** Problem to solve **
How many lines in the data below contain the string "positive"? Reply with the number alone.

** Information **
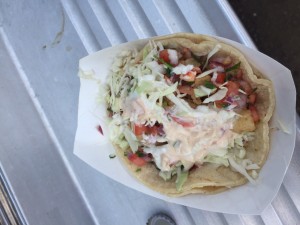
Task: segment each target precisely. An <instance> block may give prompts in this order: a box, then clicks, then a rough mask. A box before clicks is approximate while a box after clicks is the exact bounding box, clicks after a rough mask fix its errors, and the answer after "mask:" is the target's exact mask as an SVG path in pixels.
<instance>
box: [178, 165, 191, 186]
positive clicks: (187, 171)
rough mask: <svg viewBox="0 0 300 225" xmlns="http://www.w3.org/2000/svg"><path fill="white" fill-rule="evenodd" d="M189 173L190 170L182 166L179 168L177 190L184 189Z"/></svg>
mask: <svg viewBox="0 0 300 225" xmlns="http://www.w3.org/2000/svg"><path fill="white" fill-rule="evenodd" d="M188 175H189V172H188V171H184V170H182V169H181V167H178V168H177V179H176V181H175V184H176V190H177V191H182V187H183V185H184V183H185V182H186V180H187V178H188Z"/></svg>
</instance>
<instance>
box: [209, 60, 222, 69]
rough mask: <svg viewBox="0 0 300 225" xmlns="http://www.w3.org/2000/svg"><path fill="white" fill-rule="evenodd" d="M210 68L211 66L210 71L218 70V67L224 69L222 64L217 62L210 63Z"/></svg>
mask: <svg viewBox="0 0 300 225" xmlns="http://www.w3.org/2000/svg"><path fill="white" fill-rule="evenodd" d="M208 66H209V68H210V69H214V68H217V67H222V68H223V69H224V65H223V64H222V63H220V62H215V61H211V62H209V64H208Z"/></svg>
--
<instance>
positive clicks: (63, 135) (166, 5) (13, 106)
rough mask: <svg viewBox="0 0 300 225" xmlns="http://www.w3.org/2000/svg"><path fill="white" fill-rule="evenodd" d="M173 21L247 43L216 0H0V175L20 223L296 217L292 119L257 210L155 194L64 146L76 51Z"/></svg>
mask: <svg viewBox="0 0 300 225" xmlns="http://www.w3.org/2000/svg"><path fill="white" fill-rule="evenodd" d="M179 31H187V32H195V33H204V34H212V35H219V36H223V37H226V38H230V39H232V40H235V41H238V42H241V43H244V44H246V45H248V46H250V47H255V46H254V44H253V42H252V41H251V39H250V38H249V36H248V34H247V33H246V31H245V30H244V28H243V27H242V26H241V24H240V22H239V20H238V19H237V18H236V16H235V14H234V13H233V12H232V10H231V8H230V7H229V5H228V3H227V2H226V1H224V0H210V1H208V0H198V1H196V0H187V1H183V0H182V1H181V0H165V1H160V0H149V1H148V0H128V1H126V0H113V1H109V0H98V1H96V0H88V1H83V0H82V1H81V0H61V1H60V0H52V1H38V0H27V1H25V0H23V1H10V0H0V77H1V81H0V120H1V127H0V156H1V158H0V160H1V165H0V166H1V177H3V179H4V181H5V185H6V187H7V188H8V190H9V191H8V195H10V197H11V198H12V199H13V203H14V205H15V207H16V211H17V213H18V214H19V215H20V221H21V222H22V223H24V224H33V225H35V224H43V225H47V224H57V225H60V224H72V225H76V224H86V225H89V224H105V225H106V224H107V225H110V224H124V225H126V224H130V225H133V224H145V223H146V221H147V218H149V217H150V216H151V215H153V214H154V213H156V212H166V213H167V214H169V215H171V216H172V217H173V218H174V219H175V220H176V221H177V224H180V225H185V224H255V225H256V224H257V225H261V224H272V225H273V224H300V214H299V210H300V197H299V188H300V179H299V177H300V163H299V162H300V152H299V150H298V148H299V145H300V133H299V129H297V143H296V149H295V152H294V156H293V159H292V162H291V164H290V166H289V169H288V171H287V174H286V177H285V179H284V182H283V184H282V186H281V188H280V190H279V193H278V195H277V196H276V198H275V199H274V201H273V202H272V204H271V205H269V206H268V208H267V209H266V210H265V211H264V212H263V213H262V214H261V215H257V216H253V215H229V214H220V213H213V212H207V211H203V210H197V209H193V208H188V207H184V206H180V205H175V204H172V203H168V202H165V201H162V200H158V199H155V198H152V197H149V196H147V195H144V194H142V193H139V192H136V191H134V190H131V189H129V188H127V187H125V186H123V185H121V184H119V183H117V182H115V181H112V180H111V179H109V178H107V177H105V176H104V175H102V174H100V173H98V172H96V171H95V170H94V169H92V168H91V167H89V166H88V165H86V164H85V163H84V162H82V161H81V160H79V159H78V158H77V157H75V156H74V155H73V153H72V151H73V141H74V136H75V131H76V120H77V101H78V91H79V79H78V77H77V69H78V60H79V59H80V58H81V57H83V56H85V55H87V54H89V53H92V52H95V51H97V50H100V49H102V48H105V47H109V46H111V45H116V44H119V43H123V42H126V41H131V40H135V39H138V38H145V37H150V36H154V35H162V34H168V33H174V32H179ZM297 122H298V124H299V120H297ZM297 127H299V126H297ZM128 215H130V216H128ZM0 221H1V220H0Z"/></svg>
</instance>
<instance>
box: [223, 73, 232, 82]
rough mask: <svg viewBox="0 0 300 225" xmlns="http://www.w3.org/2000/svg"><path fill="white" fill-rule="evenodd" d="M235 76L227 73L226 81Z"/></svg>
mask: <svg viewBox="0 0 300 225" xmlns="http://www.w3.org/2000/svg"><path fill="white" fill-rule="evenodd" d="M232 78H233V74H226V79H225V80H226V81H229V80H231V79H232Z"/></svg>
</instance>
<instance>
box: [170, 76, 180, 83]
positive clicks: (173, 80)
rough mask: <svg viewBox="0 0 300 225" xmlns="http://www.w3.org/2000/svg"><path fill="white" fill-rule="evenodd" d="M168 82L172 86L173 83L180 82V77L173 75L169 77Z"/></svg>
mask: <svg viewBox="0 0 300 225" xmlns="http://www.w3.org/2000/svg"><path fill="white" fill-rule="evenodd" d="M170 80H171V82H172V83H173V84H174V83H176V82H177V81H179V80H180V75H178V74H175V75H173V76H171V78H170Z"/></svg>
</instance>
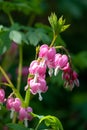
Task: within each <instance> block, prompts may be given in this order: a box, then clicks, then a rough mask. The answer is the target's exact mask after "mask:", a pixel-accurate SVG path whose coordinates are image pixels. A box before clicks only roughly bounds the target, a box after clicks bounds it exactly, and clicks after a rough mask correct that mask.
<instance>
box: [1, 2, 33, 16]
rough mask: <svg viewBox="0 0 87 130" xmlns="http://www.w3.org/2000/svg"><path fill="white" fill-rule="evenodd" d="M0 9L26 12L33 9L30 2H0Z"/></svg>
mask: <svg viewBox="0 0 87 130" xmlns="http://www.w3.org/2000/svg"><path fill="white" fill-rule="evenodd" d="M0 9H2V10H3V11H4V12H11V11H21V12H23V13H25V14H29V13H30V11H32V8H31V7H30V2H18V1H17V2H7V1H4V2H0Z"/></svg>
---
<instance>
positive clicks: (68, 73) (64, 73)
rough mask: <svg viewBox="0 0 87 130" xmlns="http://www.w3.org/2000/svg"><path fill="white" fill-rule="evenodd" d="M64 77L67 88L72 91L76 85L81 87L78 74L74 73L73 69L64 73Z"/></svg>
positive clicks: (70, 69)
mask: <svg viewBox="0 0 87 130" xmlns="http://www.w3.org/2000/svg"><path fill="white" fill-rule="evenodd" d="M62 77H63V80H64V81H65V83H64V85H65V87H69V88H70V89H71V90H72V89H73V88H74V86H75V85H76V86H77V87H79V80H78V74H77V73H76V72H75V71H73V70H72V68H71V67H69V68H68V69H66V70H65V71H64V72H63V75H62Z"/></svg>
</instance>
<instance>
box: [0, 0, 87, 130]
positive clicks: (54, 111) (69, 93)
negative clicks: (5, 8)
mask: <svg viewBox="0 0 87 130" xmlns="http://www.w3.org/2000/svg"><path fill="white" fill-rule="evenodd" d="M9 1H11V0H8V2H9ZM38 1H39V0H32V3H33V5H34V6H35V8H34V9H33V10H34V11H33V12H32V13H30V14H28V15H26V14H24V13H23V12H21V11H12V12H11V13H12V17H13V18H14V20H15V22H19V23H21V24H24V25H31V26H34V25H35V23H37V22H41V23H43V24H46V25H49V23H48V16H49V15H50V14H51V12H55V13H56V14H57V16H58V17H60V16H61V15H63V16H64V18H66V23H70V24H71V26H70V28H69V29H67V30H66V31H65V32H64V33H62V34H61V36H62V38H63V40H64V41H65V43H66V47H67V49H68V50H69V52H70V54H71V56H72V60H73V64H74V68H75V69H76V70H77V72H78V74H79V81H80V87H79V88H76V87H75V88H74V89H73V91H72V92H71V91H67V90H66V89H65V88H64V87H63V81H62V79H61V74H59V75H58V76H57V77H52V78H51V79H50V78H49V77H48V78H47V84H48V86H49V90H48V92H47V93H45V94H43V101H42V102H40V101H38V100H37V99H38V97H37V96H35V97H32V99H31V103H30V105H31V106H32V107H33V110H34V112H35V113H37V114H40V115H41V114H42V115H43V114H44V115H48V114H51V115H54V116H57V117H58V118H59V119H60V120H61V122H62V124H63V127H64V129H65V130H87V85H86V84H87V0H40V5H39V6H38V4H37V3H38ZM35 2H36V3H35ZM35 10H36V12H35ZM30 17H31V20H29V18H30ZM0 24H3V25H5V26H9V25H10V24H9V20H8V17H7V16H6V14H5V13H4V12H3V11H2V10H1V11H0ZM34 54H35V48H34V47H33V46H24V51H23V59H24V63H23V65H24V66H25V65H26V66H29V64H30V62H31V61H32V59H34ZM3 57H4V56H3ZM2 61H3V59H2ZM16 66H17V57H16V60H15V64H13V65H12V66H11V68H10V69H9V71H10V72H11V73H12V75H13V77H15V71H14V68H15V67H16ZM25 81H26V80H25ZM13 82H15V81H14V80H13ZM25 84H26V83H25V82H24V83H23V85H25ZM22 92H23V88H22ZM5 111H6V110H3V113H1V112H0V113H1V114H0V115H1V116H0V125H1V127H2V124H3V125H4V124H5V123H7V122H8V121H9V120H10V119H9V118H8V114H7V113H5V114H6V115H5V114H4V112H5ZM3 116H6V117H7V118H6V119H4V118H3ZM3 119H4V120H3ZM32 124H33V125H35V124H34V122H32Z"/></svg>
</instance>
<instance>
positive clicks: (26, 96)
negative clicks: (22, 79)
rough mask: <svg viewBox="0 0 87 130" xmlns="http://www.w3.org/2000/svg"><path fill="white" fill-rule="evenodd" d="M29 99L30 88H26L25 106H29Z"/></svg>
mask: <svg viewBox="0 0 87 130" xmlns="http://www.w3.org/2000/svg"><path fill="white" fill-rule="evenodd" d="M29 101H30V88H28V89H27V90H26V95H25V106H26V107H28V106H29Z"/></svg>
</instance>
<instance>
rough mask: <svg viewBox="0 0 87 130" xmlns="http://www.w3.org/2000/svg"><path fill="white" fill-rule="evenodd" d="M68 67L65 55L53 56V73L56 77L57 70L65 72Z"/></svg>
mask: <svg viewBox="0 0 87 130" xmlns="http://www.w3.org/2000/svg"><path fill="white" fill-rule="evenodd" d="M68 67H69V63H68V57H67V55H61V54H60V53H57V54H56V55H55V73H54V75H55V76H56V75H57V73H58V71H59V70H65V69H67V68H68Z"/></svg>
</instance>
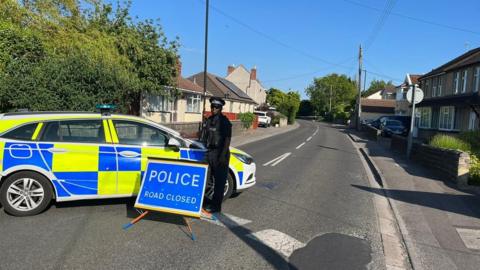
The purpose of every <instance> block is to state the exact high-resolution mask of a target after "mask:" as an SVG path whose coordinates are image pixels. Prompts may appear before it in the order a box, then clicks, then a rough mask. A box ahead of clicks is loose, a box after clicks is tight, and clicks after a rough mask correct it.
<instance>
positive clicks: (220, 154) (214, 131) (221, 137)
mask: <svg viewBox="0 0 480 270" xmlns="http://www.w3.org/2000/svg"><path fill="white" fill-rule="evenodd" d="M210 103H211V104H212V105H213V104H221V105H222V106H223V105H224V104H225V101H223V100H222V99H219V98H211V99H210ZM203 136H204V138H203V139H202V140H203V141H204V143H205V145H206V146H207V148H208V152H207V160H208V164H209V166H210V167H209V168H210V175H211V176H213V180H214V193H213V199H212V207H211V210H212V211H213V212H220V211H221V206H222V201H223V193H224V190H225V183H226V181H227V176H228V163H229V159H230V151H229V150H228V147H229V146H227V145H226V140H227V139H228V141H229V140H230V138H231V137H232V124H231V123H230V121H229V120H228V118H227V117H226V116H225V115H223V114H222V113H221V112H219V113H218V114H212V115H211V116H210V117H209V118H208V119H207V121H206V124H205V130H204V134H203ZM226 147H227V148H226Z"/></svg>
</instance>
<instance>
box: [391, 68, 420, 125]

** Solution to the exercise **
8